Segment Open

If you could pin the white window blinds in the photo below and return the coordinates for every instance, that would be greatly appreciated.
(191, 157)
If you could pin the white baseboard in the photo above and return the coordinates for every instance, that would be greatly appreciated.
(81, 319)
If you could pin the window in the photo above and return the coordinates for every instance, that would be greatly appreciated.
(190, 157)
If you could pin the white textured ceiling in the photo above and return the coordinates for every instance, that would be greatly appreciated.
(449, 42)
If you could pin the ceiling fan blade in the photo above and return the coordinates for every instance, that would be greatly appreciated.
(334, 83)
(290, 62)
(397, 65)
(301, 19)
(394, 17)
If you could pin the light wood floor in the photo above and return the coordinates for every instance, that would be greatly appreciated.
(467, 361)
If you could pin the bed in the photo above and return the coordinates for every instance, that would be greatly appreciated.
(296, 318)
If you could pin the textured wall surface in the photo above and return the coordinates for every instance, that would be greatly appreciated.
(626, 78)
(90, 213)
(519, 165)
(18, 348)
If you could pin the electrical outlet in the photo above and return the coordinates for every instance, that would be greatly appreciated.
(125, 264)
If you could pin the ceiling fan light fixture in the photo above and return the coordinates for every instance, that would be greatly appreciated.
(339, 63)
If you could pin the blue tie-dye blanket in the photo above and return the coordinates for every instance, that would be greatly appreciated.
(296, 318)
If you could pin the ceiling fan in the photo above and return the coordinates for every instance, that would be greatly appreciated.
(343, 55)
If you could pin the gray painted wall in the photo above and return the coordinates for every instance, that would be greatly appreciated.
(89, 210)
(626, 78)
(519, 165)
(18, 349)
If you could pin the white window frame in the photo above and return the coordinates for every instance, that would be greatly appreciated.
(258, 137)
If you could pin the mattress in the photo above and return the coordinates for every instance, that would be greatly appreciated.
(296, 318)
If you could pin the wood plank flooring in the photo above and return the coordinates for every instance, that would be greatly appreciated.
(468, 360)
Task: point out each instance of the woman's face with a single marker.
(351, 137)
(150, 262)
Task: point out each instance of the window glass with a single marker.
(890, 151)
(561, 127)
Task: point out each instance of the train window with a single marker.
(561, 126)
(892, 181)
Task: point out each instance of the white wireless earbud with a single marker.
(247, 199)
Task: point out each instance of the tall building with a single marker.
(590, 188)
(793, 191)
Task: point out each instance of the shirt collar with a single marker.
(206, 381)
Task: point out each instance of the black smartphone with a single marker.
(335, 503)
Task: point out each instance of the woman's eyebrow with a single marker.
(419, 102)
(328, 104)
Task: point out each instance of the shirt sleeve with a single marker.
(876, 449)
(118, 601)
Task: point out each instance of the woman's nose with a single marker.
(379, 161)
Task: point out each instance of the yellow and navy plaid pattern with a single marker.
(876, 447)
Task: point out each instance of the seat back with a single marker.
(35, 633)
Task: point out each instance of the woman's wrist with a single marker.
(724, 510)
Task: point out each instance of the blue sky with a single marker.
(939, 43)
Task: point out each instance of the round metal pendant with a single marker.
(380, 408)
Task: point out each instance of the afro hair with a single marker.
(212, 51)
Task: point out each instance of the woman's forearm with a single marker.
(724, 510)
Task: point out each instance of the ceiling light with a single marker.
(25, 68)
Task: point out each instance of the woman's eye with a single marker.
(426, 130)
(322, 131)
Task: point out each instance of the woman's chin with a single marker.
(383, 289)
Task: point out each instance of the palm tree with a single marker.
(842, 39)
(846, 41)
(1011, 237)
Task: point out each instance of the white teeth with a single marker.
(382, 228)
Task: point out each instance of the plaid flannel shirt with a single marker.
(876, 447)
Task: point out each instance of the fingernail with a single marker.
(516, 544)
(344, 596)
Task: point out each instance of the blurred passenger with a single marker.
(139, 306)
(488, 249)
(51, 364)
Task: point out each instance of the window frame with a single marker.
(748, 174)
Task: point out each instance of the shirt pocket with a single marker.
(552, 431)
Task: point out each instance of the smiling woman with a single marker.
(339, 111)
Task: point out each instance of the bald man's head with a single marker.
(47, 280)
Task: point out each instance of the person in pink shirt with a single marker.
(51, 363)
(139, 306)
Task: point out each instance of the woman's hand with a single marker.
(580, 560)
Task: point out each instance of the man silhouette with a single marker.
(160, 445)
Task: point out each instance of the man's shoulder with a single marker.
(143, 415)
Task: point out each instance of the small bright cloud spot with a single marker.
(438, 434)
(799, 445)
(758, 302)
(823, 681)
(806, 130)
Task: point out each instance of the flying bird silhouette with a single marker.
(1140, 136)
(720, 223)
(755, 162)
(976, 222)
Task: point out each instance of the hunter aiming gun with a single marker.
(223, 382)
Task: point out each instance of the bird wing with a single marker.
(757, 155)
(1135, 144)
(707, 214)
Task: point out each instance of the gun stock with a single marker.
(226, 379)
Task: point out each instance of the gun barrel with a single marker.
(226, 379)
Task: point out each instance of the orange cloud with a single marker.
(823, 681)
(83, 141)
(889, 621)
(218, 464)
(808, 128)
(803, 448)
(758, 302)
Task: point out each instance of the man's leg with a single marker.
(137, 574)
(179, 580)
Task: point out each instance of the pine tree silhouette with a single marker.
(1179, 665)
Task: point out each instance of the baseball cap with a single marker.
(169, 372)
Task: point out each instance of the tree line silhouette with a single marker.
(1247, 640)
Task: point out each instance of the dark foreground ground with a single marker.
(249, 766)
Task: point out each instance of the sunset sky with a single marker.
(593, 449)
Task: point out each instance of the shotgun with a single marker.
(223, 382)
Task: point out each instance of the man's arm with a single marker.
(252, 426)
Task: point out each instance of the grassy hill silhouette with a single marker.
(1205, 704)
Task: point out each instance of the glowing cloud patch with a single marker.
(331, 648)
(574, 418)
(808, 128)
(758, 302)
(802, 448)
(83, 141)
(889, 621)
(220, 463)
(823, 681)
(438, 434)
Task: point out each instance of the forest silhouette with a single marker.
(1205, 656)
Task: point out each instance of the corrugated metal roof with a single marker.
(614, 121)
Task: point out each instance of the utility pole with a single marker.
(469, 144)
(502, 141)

Segment Closed

[Directions]
Every record should be given again without alteration.

[Written answer]
If you could pin the white window blinds in the photo below and return the coordinates for every instance, that would be greatly appreciated.
(191, 157)
If you could pin the white baseboard in the photo above and return the coordinates for every instance, that would be greatly appreciated.
(81, 319)
If you could pin the window in the photo above and return the coordinates for every instance, that would be greatly appreciated.
(190, 157)
If you could pin the white textured ceiling in the photo above and return the coordinates for every instance, that would be greatly appreciated.
(449, 42)
If you could pin the ceiling fan blade in the photo above and return the coordinates for every instance, that would be greatly appreciated.
(334, 83)
(290, 62)
(397, 65)
(301, 19)
(394, 17)
If you could pin the light wood floor in the photo above and return the coordinates for every instance, that would be greatly appreciated.
(467, 361)
If you could pin the bed in the photo above and return the coordinates for every instance, that would be greatly appreciated.
(296, 318)
If you could pin the textured wall surface in the photo above and return the coordinates for every instance, that would be greatly appreciated.
(626, 78)
(90, 213)
(519, 165)
(18, 348)
If you could pin the electrical outlet in the photo above and return the coordinates for every instance, that would be greatly appreciated.
(125, 264)
If you could pin the ceiling fan light fixture in the photo above and return the coordinates for every instance, that would be greatly appreciated.
(339, 63)
If you could pin the blue tie-dye blanket in the photo above and return the coordinates for every instance, that would be greatly appreciated.
(296, 318)
If you could pin the ceiling fan in the photo above and return the coordinates for every instance, that would be greatly appreciated.
(343, 55)
If you could pin the gray painted wall in the photo above and return the coordinates for every instance, that would be greatly appreciated.
(89, 210)
(626, 78)
(519, 165)
(18, 349)
If you could pin the white window frame in the photo above and return the coordinates for every instance, that would be greatly appreciated.
(258, 137)
If you could pin the mattress in the photo above and return the coordinates for every instance, that would be greatly appreciated.
(296, 318)
If you could pin the wood plank flooring in the photo above and return the coordinates for every instance, that would be greatly appreciated.
(468, 360)
Task: point out each instance of the woman's face with a single marker.
(351, 137)
(150, 262)
Task: point out each instance of the window glass with a single marker.
(890, 151)
(561, 127)
Task: point out each instance of the train window with a single marker.
(561, 126)
(892, 181)
Task: point out each instance of the white wireless earbud with a single marker.
(247, 199)
Task: point out each instance of the tall building with a single marker.
(590, 188)
(793, 191)
Task: point out each instance of the shirt collar with a single marker.
(206, 381)
Task: point out each instance of the black smartphone with a single marker.
(335, 503)
Task: point out each instance of the woman's eyebrow with a single marker.
(419, 102)
(328, 104)
Task: point out each instance of the shirt sleeve with a single marker.
(876, 449)
(118, 601)
Task: point out each instance of the woman's nose with a single marker.
(379, 161)
Task: point out each instance of the yellow and navy plaid pattern with a single marker.
(876, 447)
Task: point out each instance of the seat back with a single marker.
(35, 633)
Task: point out each instance of the woman's wrist with a single marker.
(724, 510)
Task: point out each instance of the blue sky with a single marker.
(939, 43)
Task: point out each instance of the round metal pendant with a single marker.
(380, 408)
Task: point out each instance of the afro hair with a single marker.
(212, 51)
Task: point out each instance of the woman's forearm with a single marker.
(724, 510)
Task: point out each instance of the ceiling light with a single marker.
(25, 68)
Task: point out each instance of the woman's eye with a single marker.
(426, 130)
(322, 131)
Task: point out each instance of the woman's chin with a single marker.
(383, 289)
Task: point out each instance of the palm tree with a single marker.
(842, 39)
(846, 41)
(1011, 237)
Task: point out each instance of the white teeth with a single marker.
(382, 228)
Task: point out each instance of the plaid flannel shirt with a single marker.
(876, 447)
Task: point out each instance of the fingernail with a single marker.
(516, 544)
(344, 596)
Task: point out each instance of the blurred passenger with a single marker.
(139, 306)
(488, 249)
(51, 364)
Task: point out each instance of the window frame with a single marker.
(748, 174)
Task: point out each instance of the shirt pocket with a single marker.
(552, 431)
Task: point out each instance of the smiling woman with a single marker.
(339, 111)
Task: point out each instance of the bald man's head with a single marker.
(47, 280)
Task: point out each instance of the person in pink shirt with a single marker.
(51, 363)
(139, 306)
Task: point out each instance of the woman's hand with a single marker.
(580, 560)
Task: point out each instance of the man silhouette with a single marker.
(160, 445)
Task: point out each instance of the man's shoulder with a single marker.
(143, 415)
Task: point out each instance of the small bright cloud spot with a single marker.
(438, 434)
(799, 445)
(758, 302)
(823, 681)
(806, 130)
Task: point out each instance of the flying bird silhouette with a single marker.
(1140, 136)
(720, 223)
(755, 162)
(976, 222)
Task: point out each instance of the hunter aiming gun with a single marker.
(223, 382)
Task: point out each instance of the bird wing with a single marker.
(757, 155)
(1135, 144)
(707, 214)
Task: point out each instance of the gun stock with a single marker.
(226, 379)
Task: point out each instance of the gun barrel with a single marker.
(226, 379)
Task: point out each instance of the orange cloud with a single marker.
(823, 681)
(83, 141)
(889, 621)
(218, 464)
(808, 128)
(803, 448)
(758, 302)
Task: point out each instance of the man's leg with a single marker.
(137, 574)
(179, 580)
Task: point out each instance of the pine tree silhouette with a single marker.
(1179, 665)
Task: point out each instance of the baseball cap with a single marker.
(169, 372)
Task: point out each instance of the tree line silhouette with a single marker.
(1247, 640)
Task: point out each instance of the dark foreground ground with a single marker.
(249, 766)
Task: point out each instance of the sunset sky with a single marker.
(593, 449)
Task: point out each instance of the shotgun with a single marker.
(223, 382)
Task: point out each instance of the man's arm with a single marker.
(252, 426)
Task: point out each instance of the grassy hill silhouette with a single marker.
(1205, 704)
Task: point out each instance of the glowing cloud patch with a single marker.
(331, 648)
(574, 418)
(808, 128)
(758, 302)
(802, 448)
(83, 141)
(889, 621)
(220, 463)
(823, 681)
(438, 434)
Task: point out each instance of the forest silhouette with a single marker.
(1205, 656)
Task: point out each instance of the corrugated metal roof with a single marker.
(614, 121)
Task: point out each instance of the utility pole with a single marker.
(469, 144)
(502, 141)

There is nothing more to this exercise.